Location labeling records
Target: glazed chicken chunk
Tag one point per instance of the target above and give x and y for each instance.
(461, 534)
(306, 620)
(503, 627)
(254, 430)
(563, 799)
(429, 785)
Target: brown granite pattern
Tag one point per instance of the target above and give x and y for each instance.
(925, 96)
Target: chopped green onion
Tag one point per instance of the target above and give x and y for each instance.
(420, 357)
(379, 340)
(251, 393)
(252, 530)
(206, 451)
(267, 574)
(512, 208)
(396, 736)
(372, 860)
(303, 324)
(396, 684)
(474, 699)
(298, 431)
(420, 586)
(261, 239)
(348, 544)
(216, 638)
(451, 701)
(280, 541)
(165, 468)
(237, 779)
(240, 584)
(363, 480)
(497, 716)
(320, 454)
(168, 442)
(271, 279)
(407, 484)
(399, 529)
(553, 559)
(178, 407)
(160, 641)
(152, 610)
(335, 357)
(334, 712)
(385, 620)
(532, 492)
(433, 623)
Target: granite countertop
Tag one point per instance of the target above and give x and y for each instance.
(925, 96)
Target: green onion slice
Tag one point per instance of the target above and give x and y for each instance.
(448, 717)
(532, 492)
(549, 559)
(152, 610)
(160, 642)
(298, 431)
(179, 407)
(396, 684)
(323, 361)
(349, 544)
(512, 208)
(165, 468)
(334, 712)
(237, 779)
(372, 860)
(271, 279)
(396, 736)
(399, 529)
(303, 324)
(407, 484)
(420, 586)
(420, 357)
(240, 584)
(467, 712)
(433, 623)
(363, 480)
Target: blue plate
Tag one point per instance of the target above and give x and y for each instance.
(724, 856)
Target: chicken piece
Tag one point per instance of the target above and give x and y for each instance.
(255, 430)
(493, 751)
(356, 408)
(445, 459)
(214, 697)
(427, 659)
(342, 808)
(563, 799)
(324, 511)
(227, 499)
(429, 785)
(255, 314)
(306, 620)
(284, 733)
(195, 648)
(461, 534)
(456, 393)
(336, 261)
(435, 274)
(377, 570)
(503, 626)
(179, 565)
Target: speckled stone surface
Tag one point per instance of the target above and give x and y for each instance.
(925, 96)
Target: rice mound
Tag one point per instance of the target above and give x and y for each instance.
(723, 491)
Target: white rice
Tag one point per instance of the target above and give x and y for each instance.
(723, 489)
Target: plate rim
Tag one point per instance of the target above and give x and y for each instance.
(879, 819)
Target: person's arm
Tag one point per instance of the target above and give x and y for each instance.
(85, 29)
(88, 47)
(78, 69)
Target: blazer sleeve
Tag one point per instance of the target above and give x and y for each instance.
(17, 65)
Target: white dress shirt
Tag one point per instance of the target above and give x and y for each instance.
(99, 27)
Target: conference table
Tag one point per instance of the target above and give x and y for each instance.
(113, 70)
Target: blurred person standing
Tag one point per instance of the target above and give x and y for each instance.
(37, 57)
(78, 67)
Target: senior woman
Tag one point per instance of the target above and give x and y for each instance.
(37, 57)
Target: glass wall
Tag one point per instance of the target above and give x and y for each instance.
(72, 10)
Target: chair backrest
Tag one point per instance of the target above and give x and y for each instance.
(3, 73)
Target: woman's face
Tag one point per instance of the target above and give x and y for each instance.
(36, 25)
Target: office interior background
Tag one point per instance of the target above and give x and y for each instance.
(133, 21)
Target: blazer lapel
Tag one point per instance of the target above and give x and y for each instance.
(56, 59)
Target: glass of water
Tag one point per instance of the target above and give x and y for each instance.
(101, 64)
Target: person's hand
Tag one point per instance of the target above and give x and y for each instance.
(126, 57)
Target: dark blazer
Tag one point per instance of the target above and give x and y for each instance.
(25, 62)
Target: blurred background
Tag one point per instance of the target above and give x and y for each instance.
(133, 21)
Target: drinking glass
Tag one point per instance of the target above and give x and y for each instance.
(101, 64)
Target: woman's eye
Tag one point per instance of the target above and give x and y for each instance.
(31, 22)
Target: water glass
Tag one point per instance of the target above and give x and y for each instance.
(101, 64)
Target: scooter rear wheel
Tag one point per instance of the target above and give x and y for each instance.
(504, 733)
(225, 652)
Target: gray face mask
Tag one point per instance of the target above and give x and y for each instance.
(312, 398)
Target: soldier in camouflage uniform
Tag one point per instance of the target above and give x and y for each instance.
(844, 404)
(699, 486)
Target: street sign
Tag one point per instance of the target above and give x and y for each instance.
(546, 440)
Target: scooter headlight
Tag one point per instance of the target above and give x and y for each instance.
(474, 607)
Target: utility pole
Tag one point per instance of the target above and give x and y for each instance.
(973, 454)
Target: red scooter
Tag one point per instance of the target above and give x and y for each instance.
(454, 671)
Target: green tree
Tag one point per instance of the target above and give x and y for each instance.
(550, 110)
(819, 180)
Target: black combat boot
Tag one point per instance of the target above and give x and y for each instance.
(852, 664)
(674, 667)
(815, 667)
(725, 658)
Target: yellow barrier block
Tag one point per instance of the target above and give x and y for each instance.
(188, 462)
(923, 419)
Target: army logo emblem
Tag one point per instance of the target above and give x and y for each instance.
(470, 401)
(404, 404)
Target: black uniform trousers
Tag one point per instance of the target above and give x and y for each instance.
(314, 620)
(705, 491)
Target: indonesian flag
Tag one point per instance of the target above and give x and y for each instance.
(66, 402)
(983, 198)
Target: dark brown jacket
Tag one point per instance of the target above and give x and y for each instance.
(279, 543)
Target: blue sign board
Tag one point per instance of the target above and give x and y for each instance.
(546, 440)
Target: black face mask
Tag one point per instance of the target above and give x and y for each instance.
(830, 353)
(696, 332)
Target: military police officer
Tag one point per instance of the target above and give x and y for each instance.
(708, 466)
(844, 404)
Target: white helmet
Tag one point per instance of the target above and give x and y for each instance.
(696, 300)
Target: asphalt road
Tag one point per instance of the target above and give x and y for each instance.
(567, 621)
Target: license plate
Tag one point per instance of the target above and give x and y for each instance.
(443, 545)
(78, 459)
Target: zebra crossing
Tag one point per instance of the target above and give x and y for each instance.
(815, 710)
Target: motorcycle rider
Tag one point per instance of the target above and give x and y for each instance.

=== Work required ===
Repeat every record, exactly as written.

=== Response to this task ===
Target: glazed chicken chunk
Tag one point per instance of the target above and give x and y for each instance.
(461, 534)
(306, 620)
(503, 627)
(254, 430)
(563, 799)
(429, 785)
Target: brown granite pattern
Tag one point per instance of the target above and give x and y for each instance.
(925, 96)
Target: chopped green onion
Tag one point per instance of the target above and give x and y for each instance.
(420, 357)
(379, 340)
(251, 393)
(252, 530)
(206, 451)
(267, 574)
(512, 208)
(396, 736)
(372, 860)
(303, 324)
(396, 684)
(474, 699)
(298, 431)
(420, 586)
(261, 239)
(348, 544)
(216, 638)
(451, 701)
(280, 541)
(165, 468)
(237, 779)
(240, 584)
(363, 480)
(497, 716)
(320, 454)
(168, 442)
(271, 279)
(407, 484)
(399, 529)
(553, 559)
(178, 407)
(160, 641)
(152, 610)
(335, 357)
(334, 712)
(385, 620)
(532, 492)
(433, 623)
Target: granite countertop
Tag one point per instance of the target above and give x and y for each instance.
(925, 96)
Target: green onion slice
Tag one point per instance of the target above and give x and y for each instance.
(448, 717)
(532, 492)
(549, 559)
(152, 610)
(160, 642)
(298, 431)
(179, 407)
(396, 684)
(323, 361)
(349, 544)
(512, 208)
(165, 468)
(334, 712)
(237, 779)
(372, 860)
(271, 279)
(396, 736)
(399, 529)
(303, 324)
(407, 484)
(420, 586)
(420, 357)
(240, 584)
(467, 712)
(433, 623)
(363, 480)
Target: blue plate
Tag one point per instance of the target above and give x and y for each instance.
(724, 856)
Target: chicken piece
Tag one point per instance of the target above and give x and y for each instance.
(255, 430)
(493, 751)
(356, 408)
(445, 459)
(214, 697)
(427, 659)
(342, 808)
(563, 799)
(324, 511)
(227, 499)
(429, 785)
(255, 314)
(306, 620)
(284, 733)
(195, 648)
(461, 534)
(456, 393)
(336, 261)
(435, 274)
(377, 570)
(503, 626)
(179, 565)
Target: speckled stone surface
Tag one point per instance of the target above and give x and y for each instance.
(925, 96)
Target: rice mound
Tag one point per instance of the target above and give x and y for each instance.
(723, 491)
Target: white rice
Tag one point per instance of the target above and give x and y for each instance.
(723, 489)
Target: plate rim
Tag one point per instance of the target above and give x and y for each instance.
(879, 819)
Target: person's arm
Tag one point per instance of the target above and give x and y for each instance.
(85, 29)
(88, 47)
(78, 69)
Target: blazer sleeve
Tag one point per instance of the target above and give x and y for each instance.
(17, 65)
Target: white dress shirt
Tag one point per instance of the target above and give x and y for each instance.
(99, 27)
Target: conference table
Tag one point per instance of the target above and give x and y for each instance.
(113, 70)
Target: blurred person standing
Tag one point per instance of the target above and give x and y for each instance.
(37, 57)
(78, 67)
Target: senior woman
Tag one point per instance of the target above and give x and y for each instance.
(37, 57)
Target: glass wall
Tag one point per instance of the target above and give x and y for each instance.
(72, 10)
Target: chair backrest
Tag one point per instance of the target above and give x and y for each instance.
(3, 73)
Target: woman's face
Tag one point per instance of the target above and give x and y for each instance.
(36, 25)
Target: office interior background
Tag one point per instance of the target above and give x and y for each instance.
(133, 21)
Target: blazer lapel
Tag one point per instance of the target above and give x and y for each instance.
(56, 59)
Target: glass of water
Tag one point per instance of the target above and give x and y for each instance.
(101, 64)
Target: person's hand
Tag one point per instance of the target above and give x and y for each instance.
(126, 57)
Target: dark blazer
Tag one point per instance of the target above and give x and y for each instance.
(25, 62)
Target: blurred background
Tag one point per instance of the target above and give x and y for each instance.
(133, 21)
Target: drinking glass
Tag one point per instance of the target above and give x and y for each instance.
(101, 64)
Target: woman's eye
Tag one point per instance of the target above and give x and y for each instance.
(31, 22)
Target: water glass
Tag one point per instance of the target above and give x and y for each instance.
(101, 64)
Target: scooter rear wheel
Tag one point per instance of the target above and give x and y for each instance.
(504, 733)
(225, 652)
Target: gray face mask
Tag one point per instance of the target above and give x and y for each instance.
(312, 398)
Target: soldier in camouflage uniform
Tag one point per instance of the target above and give x and y for each instance.
(844, 404)
(699, 486)
Target: street sign
Tag one point per instance of the target above and give x and y for each instance.
(546, 440)
Target: scooter headlight
Tag one point per instance of the target above and give x and y for each instance.
(474, 607)
Target: utility pole
Tag one point per instance of the target above and give x and y for each instance.
(973, 454)
Target: red scooter
Tag one point per instance of the target above and give x and y for each instance.
(454, 671)
Target: green tree
Tag one point per instance of the target above and give x and y for each instance.
(550, 110)
(819, 180)
Target: black combat boot
Tag one point per instance of the target above and give x and y for each instance.
(852, 664)
(674, 667)
(815, 667)
(725, 658)
Target: yellow barrier block
Tag one point per instance of the target above and give x and y for each instance.
(188, 462)
(923, 419)
Target: army logo emblem
Tag one point per instance of the target above and give x and y for each instance.
(470, 401)
(404, 404)
Target: black uniform trousers
Tag one point per instance of the target above and give x and y for each instance.
(314, 620)
(705, 491)
Target: indonesian flag
Tag one point per instance of the target above and give x and y for each instance.
(66, 402)
(983, 198)
Target: dark brown jacket
Tag one point per instance of the target above and give x and y for each instance.
(279, 543)
Target: blue sign board
Tag one point per instance of the target above and give x and y for each instance.
(546, 440)
Target: black face mask
Tag one point per instance of the target above and give x and y for each instance.
(830, 353)
(696, 332)
Target: military police officer
Tag one point per instance of the target above and give x and y for each instance.
(708, 466)
(844, 404)
Target: white helmet
Tag one point per instance of the target above and give x and y for each instance.
(696, 300)
Target: asphalt road
Tag one point per instance of the target above and give x and y for each instance.
(567, 621)
Target: license plate
Tag one point per instance of the target above and give x and y for each instance.
(443, 545)
(78, 459)
Target: zebra crossing
Tag one point per instance of the target above and give x and y for each instance.
(815, 710)
Target: motorcycle rider
Tag one point per instance of the target above and give x and y for each instance.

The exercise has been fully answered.